About this task - Go to the line containing "Where can the mao" and return it and each line after it exactly, through the end of the data below, and nothing more.

Data for the task below:

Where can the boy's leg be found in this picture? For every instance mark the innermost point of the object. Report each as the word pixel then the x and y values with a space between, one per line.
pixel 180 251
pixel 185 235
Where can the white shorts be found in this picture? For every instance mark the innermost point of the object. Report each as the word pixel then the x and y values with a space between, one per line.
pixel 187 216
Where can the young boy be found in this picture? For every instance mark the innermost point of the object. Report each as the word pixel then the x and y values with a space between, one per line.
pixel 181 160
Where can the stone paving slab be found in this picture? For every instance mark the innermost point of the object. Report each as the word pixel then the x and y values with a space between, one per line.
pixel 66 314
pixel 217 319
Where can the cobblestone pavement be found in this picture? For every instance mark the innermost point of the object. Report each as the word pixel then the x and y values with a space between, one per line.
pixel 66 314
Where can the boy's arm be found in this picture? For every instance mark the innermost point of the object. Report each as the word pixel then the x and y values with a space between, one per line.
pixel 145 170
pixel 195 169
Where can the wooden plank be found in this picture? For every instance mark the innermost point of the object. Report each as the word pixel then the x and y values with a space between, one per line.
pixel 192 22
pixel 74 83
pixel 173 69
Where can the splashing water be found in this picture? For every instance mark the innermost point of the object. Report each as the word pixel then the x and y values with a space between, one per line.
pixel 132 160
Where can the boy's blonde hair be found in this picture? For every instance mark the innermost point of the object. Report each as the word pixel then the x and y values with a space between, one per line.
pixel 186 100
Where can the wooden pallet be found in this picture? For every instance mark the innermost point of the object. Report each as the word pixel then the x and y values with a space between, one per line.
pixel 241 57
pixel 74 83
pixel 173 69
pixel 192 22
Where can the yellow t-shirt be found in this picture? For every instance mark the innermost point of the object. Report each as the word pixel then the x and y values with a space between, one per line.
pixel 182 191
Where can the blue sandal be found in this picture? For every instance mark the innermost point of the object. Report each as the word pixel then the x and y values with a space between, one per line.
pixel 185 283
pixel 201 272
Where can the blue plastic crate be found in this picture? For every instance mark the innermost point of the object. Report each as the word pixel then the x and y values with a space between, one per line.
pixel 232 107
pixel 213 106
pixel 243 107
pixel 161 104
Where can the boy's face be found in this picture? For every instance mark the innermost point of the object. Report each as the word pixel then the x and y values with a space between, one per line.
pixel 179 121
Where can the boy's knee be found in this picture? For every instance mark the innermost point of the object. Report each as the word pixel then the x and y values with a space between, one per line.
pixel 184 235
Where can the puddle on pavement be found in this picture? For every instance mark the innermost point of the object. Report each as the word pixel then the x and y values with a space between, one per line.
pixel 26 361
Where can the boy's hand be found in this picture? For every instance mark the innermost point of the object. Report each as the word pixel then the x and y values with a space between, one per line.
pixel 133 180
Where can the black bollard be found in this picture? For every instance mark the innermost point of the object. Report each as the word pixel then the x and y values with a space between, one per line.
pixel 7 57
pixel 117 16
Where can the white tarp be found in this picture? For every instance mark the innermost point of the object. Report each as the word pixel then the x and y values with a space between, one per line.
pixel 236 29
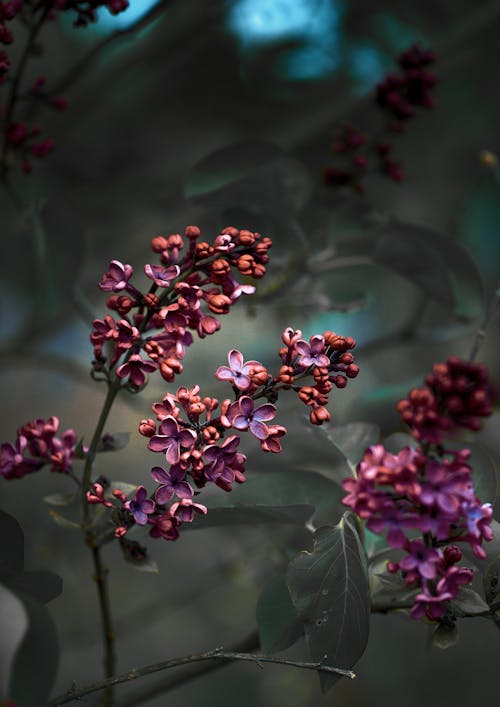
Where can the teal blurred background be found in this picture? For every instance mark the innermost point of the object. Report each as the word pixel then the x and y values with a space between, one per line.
pixel 221 113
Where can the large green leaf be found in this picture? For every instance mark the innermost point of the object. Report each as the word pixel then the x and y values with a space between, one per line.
pixel 279 626
pixel 351 440
pixel 330 591
pixel 250 515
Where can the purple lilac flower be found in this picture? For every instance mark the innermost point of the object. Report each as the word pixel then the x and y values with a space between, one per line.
pixel 248 418
pixel 13 463
pixel 172 483
pixel 171 439
pixel 312 354
pixel 162 276
pixel 117 277
pixel 185 509
pixel 135 369
pixel 238 372
pixel 140 506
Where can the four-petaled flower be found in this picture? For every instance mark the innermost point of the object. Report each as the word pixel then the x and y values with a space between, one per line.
pixel 162 276
pixel 170 440
pixel 238 372
pixel 248 418
pixel 312 354
pixel 117 277
pixel 136 368
pixel 172 482
pixel 140 506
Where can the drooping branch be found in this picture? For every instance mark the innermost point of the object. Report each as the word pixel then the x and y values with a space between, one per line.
pixel 217 654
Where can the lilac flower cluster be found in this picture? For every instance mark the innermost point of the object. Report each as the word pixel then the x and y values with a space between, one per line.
pixel 24 140
pixel 199 442
pixel 429 491
pixel 192 282
pixel 457 394
pixel 398 95
pixel 37 445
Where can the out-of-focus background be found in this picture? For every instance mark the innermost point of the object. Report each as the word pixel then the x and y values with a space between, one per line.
pixel 223 113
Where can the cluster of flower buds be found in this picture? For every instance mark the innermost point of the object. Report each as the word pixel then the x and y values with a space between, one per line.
pixel 22 140
pixel 37 445
pixel 199 440
pixel 429 489
pixel 193 282
pixel 457 394
pixel 398 95
pixel 411 491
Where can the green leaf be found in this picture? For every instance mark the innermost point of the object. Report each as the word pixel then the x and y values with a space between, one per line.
pixel 351 440
pixel 35 664
pixel 279 626
pixel 330 591
pixel 250 515
pixel 468 603
pixel 445 636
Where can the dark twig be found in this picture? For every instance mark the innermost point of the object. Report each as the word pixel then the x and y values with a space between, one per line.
pixel 217 654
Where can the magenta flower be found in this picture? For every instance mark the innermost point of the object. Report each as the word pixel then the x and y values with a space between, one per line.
pixel 312 354
pixel 237 372
pixel 171 439
pixel 117 277
pixel 172 483
pixel 135 369
pixel 140 506
pixel 248 418
pixel 13 463
pixel 184 510
pixel 162 276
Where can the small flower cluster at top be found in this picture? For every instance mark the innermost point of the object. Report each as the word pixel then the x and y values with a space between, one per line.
pixel 37 445
pixel 25 140
pixel 429 490
pixel 152 329
pixel 191 431
pixel 398 95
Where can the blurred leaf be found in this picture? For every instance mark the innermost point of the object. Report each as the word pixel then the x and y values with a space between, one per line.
pixel 113 442
pixel 479 224
pixel 491 567
pixel 42 586
pixel 62 521
pixel 34 667
pixel 278 624
pixel 351 440
pixel 395 442
pixel 249 173
pixel 14 622
pixel 484 474
pixel 330 591
pixel 60 499
pixel 468 603
pixel 12 552
pixel 445 636
pixel 288 488
pixel 436 263
pixel 250 515
pixel 138 556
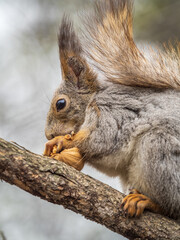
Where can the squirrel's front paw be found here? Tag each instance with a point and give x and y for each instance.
(71, 157)
(135, 203)
(57, 144)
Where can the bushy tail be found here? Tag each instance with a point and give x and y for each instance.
(111, 48)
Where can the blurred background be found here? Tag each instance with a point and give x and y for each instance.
(30, 72)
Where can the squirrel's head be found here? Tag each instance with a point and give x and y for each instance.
(67, 110)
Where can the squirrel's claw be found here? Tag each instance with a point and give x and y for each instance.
(71, 156)
(135, 204)
(56, 144)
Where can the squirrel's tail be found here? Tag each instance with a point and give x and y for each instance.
(111, 49)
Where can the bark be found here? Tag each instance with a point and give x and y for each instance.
(58, 183)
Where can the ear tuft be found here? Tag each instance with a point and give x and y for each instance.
(76, 65)
(67, 39)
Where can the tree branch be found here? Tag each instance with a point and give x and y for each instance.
(60, 184)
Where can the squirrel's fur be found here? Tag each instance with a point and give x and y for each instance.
(110, 45)
(130, 127)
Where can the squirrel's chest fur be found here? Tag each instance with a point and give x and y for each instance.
(130, 113)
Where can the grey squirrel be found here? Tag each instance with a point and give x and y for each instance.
(124, 121)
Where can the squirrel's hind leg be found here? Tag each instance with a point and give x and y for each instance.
(135, 203)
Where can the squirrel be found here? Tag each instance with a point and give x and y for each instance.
(118, 109)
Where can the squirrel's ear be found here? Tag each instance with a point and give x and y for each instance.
(73, 65)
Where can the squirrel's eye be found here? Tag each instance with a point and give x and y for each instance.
(60, 104)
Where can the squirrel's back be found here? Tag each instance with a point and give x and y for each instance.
(110, 46)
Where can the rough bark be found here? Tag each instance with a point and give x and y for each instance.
(60, 184)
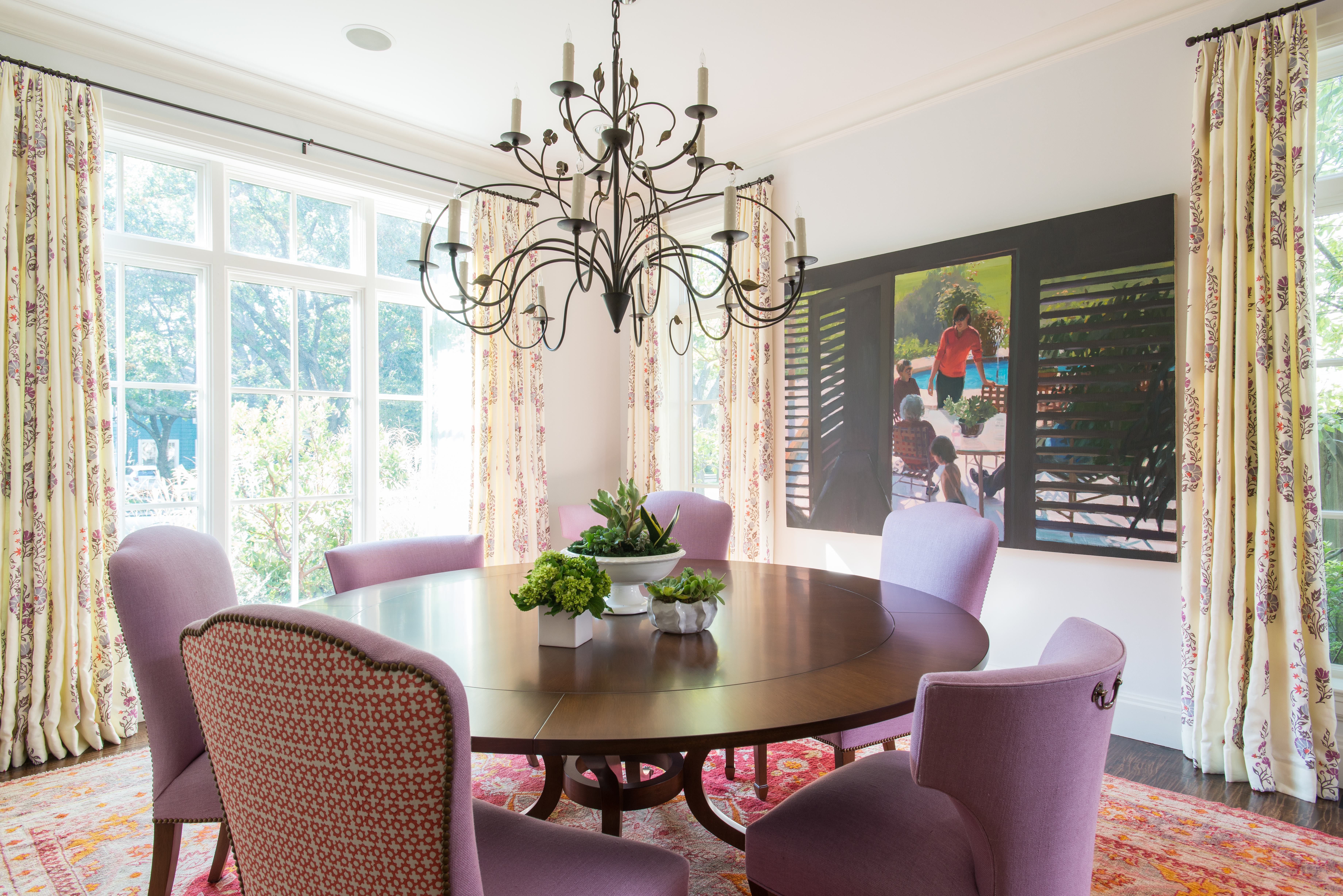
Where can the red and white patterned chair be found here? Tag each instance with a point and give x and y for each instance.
(344, 765)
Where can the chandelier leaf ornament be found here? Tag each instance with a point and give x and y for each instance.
(614, 236)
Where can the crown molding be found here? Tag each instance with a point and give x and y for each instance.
(1083, 34)
(64, 32)
(69, 33)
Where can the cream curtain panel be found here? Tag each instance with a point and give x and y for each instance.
(508, 436)
(648, 387)
(1258, 703)
(746, 403)
(66, 678)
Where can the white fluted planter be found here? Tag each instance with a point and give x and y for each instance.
(628, 574)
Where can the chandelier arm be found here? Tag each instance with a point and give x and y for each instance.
(578, 140)
(704, 330)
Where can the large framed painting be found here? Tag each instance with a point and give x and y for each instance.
(1028, 373)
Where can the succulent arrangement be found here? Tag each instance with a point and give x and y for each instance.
(566, 584)
(688, 588)
(971, 410)
(630, 531)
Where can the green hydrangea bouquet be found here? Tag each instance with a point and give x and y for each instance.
(566, 584)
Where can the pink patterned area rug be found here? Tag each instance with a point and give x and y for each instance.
(89, 829)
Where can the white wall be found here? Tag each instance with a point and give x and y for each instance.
(585, 398)
(1096, 130)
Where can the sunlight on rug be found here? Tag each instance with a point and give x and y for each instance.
(89, 829)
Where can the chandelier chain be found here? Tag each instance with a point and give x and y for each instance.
(614, 234)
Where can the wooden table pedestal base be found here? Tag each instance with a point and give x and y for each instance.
(614, 796)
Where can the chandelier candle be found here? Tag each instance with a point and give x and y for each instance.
(612, 237)
(455, 221)
(578, 195)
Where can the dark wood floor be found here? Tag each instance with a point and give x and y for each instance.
(1134, 760)
(1168, 769)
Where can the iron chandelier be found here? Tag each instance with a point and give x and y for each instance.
(629, 244)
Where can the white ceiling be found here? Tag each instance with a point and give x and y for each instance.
(782, 74)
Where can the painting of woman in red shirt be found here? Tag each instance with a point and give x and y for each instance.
(958, 343)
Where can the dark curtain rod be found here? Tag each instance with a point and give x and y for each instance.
(1219, 33)
(301, 142)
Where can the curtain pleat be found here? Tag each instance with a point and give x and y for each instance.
(66, 682)
(1258, 702)
(647, 397)
(746, 403)
(508, 435)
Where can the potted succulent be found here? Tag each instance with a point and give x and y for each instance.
(686, 604)
(973, 412)
(633, 547)
(565, 585)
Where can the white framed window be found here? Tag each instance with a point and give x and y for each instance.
(283, 222)
(1327, 240)
(155, 195)
(248, 363)
(694, 386)
(155, 326)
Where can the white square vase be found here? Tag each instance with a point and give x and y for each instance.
(563, 632)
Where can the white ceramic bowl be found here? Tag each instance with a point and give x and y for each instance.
(683, 619)
(628, 574)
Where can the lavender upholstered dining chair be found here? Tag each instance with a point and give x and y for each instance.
(357, 769)
(946, 550)
(997, 796)
(164, 577)
(704, 527)
(574, 519)
(357, 566)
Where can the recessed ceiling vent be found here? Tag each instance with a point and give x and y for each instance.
(369, 38)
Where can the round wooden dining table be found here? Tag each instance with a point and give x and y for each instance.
(794, 652)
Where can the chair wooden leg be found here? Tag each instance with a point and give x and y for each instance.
(217, 870)
(163, 867)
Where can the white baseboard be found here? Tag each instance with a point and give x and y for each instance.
(1149, 719)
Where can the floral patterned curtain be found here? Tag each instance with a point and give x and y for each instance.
(746, 405)
(647, 410)
(508, 436)
(1258, 703)
(65, 682)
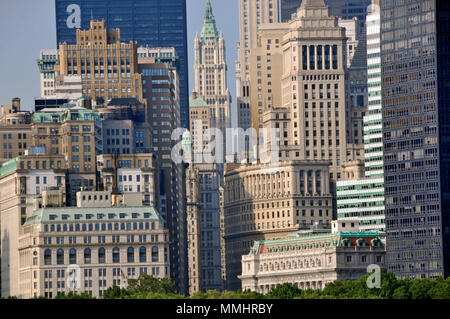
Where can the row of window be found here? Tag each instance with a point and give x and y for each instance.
(141, 256)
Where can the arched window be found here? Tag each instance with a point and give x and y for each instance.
(142, 255)
(101, 255)
(72, 256)
(116, 255)
(87, 256)
(48, 257)
(60, 257)
(155, 254)
(130, 255)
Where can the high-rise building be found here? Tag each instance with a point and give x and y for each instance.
(346, 9)
(15, 131)
(210, 69)
(416, 126)
(251, 14)
(310, 259)
(363, 198)
(75, 134)
(262, 203)
(153, 23)
(99, 255)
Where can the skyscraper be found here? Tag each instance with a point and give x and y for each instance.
(209, 109)
(416, 125)
(364, 198)
(156, 23)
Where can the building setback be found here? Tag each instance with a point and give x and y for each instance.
(310, 259)
(154, 23)
(416, 125)
(104, 246)
(363, 198)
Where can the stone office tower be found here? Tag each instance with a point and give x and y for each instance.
(211, 72)
(416, 125)
(209, 106)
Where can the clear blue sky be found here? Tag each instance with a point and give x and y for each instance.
(27, 26)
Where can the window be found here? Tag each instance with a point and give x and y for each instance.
(101, 256)
(155, 254)
(142, 255)
(60, 257)
(130, 255)
(116, 255)
(48, 257)
(87, 256)
(72, 256)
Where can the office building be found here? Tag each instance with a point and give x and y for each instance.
(88, 250)
(107, 67)
(21, 180)
(210, 71)
(346, 9)
(363, 198)
(262, 203)
(313, 258)
(15, 131)
(154, 23)
(415, 86)
(74, 133)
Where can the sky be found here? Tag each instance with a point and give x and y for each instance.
(28, 26)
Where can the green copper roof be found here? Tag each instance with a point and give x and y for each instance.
(209, 29)
(9, 166)
(198, 102)
(92, 215)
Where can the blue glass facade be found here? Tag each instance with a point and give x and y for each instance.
(154, 23)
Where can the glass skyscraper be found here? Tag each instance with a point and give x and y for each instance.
(153, 23)
(346, 9)
(415, 65)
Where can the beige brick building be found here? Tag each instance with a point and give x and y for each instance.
(108, 68)
(75, 133)
(130, 173)
(264, 203)
(88, 250)
(311, 259)
(21, 180)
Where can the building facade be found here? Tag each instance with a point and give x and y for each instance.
(107, 67)
(363, 198)
(139, 22)
(264, 203)
(414, 80)
(15, 131)
(311, 259)
(74, 133)
(88, 250)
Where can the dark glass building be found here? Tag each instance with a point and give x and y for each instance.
(154, 23)
(415, 64)
(346, 9)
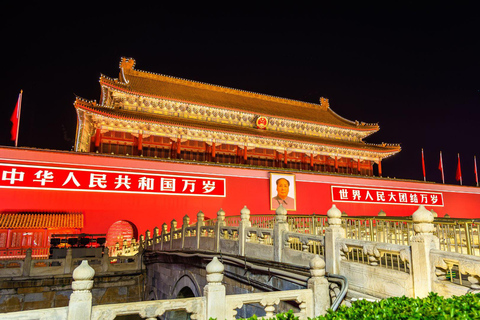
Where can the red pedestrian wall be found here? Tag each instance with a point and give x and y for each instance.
(150, 192)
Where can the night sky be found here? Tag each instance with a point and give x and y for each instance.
(414, 69)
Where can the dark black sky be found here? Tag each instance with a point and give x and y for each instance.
(412, 68)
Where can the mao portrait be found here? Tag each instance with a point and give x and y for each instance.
(282, 191)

End of Data for the task.

The answer -
Where can the mao portrait be found here? Tag each instance with a point and give x and y for each instance.
(282, 191)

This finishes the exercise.